● Passage provided:
Fig.1 Communication between the FPGA and TV decoder (orange blocks) and our added design (white blocks)
As it can be seen in the figure above,
the data obtained from the YUV4:2:2 to 4:4:4 block is used in the implementation of our system. The output of this block provides the necessary YCbCr color values to perform pixel processing for the skin detection algorithm. We also generate images using M10k block and random generator modules whose activity is controlled by the game control unit or state machine. In addition, information from the skin detection algorithm is taken by the game control unit to send commands/flags to other modules like the one in charge of printing the current score on the screen. All these modules need to send data to the YCbCr to RGB module at the end in order to display the necessary information on the VGA screen. Figure 1 above summarizes the whole system. Details on how these modules work are provided in the following sections.
As mentioned earlier, the DE1-SoC board is equipped with an TV decoder chip (ADV7180 from Analog Device). The ADV7180 automatically detects and converts a standard analog baseband television signal, which in our case is an NTSC (National Television Standard Committe) signal into 4:2:2 component video data. The TV decoders is compatible with various types of video devices. Given the capabilities of the DE1-SoC board, the registers in the TV decoder can be accessed by the Cyclone V SoC FPGA or the High Performance System (HPS). This is set through I2C communication protocol between the video decoder and the target device. For our project, the FPGA side of the board accesses the TV decoder and performs all the hardware processing. Figure 2 below illustrates the connections between the FPGA and the TV decoder. Please see the device datasheet here for more details.

● Provided records:
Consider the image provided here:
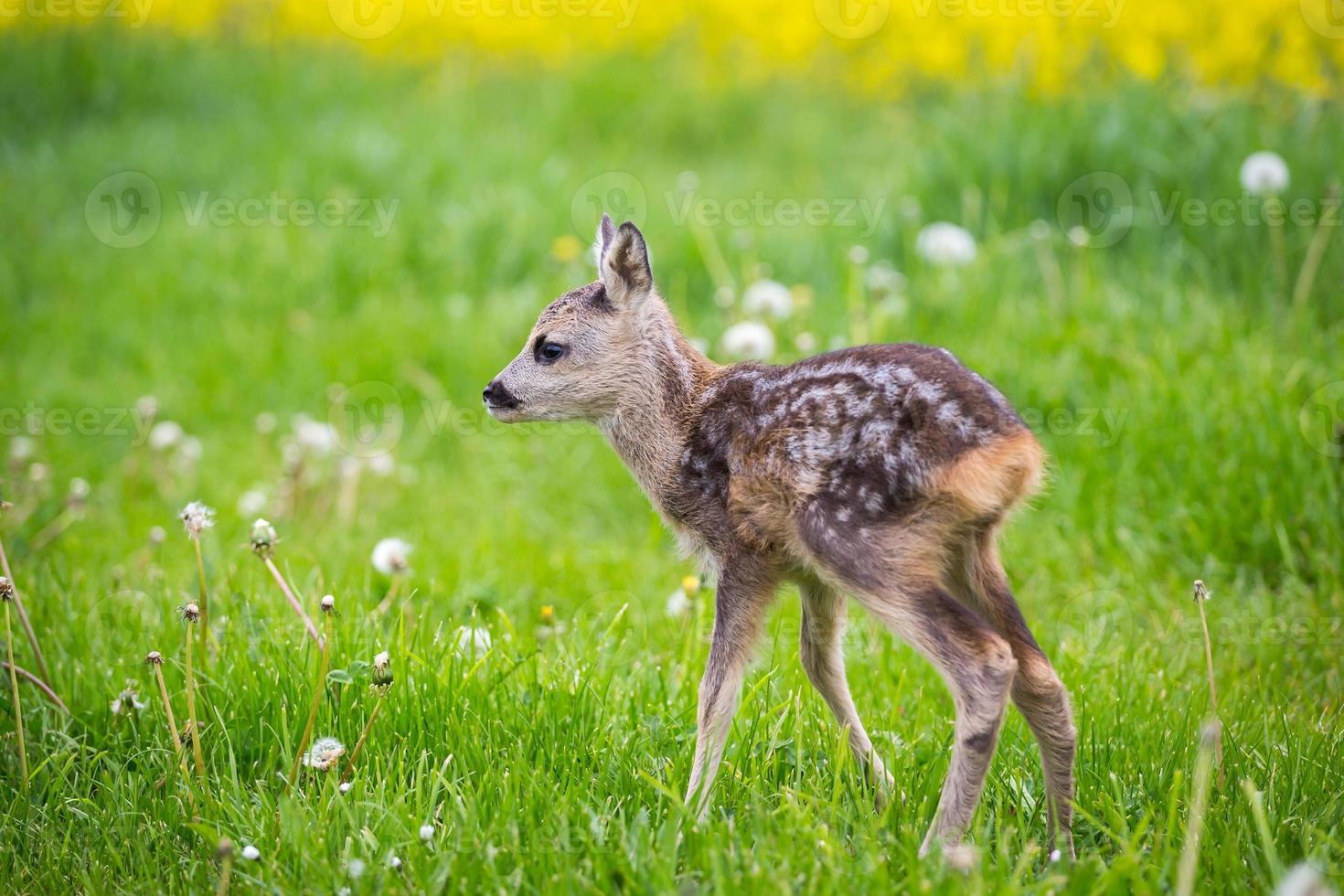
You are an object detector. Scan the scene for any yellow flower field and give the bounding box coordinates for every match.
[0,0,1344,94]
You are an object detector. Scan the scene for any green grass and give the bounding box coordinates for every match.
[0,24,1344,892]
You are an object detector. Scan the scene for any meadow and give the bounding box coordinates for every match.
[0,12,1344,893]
---
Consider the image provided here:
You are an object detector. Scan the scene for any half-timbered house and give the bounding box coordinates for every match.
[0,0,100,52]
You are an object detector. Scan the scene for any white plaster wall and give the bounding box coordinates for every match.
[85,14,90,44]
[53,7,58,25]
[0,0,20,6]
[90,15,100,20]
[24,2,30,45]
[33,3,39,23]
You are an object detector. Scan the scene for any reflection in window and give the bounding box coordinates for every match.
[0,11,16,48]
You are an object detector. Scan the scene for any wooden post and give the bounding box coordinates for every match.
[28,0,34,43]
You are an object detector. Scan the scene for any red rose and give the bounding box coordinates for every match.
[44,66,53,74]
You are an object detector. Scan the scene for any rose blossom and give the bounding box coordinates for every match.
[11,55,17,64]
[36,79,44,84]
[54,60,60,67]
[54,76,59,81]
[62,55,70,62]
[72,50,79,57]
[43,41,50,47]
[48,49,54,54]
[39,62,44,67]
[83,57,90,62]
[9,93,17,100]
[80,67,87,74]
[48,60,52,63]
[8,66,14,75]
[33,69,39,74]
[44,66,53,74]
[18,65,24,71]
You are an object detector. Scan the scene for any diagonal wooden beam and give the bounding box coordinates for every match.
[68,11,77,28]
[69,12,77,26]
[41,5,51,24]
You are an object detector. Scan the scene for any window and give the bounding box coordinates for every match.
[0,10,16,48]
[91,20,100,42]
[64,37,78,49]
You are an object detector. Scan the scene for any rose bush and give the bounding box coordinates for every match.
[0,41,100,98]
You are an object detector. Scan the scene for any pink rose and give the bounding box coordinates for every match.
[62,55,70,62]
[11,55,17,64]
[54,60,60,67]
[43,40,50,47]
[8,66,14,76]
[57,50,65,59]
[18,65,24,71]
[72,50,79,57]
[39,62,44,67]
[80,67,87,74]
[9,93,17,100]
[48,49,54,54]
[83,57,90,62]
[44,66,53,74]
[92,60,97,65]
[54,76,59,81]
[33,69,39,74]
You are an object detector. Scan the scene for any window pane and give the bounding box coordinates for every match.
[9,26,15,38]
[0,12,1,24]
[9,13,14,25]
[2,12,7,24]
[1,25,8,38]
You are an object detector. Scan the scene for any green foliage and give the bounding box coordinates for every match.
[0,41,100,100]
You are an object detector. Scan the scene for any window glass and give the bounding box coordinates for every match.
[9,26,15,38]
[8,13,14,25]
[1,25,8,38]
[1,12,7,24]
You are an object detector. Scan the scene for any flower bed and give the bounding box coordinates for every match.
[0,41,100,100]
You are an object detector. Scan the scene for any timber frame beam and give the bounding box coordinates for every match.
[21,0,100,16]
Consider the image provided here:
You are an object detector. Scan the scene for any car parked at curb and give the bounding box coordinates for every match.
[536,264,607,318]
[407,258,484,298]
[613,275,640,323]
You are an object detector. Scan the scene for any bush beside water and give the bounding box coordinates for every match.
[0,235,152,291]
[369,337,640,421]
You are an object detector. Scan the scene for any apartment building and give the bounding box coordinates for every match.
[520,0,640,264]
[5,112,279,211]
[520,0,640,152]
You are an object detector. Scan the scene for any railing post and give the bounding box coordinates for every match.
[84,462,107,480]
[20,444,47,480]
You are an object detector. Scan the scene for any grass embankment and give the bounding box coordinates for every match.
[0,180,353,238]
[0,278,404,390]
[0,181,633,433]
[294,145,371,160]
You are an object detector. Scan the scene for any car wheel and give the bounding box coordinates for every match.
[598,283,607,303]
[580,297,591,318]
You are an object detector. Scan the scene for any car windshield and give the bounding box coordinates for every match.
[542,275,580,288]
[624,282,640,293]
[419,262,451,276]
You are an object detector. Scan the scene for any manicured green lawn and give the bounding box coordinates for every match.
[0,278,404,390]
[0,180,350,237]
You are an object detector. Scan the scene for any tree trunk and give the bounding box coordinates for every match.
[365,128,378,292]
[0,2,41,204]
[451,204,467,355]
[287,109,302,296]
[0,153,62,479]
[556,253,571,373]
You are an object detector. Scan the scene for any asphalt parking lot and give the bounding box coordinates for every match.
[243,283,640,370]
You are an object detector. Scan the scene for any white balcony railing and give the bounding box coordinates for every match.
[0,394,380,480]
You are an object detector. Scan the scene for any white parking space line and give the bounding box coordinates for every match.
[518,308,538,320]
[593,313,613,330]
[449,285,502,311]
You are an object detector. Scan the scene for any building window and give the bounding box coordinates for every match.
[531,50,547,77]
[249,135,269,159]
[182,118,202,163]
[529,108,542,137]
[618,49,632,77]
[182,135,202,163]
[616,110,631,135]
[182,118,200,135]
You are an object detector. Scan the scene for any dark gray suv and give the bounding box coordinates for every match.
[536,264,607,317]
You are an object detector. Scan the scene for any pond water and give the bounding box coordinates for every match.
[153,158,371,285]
...
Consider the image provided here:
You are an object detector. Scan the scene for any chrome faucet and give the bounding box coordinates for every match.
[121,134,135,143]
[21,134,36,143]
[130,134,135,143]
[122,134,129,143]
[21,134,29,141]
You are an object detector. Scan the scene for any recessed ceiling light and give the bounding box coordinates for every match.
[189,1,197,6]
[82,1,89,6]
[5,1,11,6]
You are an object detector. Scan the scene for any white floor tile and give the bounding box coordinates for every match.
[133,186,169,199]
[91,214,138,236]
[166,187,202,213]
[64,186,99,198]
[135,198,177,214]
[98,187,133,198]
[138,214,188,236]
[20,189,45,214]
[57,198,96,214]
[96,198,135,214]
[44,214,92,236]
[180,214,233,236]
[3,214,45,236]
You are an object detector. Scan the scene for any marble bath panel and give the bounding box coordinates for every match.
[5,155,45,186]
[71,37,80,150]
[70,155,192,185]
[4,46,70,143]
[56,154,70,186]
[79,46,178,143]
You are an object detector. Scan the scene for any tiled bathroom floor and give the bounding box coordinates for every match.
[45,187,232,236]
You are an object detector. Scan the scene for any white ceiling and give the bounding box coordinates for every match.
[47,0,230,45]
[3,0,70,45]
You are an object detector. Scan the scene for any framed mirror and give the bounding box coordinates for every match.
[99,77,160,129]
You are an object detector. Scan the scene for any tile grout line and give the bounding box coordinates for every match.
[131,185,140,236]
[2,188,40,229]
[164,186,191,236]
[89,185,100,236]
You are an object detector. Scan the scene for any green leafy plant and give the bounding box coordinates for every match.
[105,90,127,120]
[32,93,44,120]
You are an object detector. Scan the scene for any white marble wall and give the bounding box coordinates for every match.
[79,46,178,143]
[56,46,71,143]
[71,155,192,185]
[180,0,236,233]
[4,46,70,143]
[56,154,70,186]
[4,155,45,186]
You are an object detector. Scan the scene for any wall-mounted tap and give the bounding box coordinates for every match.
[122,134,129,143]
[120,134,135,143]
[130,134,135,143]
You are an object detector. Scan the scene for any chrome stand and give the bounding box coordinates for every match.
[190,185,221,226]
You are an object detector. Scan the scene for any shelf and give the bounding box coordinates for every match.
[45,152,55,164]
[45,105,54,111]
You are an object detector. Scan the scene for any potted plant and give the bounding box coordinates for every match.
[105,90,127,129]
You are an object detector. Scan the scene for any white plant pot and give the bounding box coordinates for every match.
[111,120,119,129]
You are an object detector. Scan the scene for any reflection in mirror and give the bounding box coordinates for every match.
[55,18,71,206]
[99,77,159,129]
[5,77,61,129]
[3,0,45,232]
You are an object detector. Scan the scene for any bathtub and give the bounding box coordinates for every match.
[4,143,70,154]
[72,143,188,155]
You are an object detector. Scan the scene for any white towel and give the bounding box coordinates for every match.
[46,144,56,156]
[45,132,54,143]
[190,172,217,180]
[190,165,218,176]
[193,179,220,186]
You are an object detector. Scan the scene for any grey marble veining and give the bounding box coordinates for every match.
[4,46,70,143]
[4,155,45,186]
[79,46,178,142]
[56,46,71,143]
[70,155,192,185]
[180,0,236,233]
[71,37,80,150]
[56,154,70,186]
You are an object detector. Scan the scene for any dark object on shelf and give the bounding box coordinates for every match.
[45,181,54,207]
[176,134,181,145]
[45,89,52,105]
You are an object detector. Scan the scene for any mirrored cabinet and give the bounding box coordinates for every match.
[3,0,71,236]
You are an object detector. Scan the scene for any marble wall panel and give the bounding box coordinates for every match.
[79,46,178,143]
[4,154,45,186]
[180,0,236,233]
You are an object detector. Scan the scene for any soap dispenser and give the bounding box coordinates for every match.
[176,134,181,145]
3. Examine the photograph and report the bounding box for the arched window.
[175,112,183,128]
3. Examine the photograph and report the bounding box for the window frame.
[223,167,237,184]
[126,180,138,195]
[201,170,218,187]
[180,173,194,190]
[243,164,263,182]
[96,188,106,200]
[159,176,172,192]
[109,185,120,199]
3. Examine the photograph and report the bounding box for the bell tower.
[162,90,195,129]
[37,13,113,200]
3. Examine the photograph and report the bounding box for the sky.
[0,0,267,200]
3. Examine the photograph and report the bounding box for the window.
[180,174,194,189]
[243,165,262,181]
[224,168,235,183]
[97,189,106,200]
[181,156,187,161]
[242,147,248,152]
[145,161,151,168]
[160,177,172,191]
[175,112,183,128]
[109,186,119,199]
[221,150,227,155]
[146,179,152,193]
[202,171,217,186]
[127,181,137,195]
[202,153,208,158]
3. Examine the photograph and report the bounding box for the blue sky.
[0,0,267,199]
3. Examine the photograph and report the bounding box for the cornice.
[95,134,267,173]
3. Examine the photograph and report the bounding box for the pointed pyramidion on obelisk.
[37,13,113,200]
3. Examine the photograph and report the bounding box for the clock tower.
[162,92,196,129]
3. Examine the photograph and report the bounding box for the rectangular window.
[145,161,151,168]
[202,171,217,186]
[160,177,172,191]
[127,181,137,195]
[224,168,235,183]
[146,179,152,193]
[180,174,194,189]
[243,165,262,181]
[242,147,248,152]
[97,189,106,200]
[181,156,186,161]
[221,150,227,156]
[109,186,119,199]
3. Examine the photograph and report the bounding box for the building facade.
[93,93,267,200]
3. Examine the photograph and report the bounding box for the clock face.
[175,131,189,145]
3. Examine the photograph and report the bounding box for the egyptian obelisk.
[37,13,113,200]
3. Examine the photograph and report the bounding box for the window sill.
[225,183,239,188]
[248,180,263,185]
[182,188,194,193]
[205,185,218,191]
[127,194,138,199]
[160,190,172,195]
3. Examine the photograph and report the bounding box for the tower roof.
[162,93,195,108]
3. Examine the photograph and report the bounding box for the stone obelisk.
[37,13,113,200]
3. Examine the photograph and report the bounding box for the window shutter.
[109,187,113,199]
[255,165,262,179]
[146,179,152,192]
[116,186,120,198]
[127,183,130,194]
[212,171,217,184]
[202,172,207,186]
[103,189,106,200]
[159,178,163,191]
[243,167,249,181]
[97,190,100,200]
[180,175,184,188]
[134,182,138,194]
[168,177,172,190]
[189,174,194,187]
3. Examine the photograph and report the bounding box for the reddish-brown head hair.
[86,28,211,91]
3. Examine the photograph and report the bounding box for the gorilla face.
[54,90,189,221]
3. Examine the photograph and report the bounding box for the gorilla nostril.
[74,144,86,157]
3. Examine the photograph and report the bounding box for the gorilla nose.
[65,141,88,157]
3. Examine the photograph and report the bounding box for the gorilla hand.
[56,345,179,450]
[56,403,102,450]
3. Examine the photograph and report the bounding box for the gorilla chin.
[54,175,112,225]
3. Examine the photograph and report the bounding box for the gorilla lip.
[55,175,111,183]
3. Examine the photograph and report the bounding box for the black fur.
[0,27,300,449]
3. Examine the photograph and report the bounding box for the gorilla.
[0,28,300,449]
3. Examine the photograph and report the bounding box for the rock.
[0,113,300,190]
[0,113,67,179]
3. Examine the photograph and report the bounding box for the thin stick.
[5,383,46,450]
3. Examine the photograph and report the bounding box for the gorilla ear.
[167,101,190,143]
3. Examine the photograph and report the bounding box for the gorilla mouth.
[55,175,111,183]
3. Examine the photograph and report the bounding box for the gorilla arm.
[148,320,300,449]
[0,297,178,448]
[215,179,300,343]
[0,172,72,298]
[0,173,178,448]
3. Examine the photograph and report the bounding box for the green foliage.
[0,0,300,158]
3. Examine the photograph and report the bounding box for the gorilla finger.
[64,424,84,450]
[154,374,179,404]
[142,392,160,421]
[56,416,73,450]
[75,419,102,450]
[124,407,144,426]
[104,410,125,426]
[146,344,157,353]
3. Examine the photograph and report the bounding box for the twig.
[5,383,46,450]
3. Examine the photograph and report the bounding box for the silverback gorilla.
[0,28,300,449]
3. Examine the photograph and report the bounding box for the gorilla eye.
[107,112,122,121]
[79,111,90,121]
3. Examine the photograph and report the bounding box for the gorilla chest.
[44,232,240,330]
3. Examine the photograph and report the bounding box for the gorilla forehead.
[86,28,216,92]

● Task to carry out:
Please answer from the passage on the FPGA and TV decoder: which kind of television signal does the ADV7180 convert in this project, and into what?

● Correct output:
An NTSC signal, converted into 4:2:2 component video data.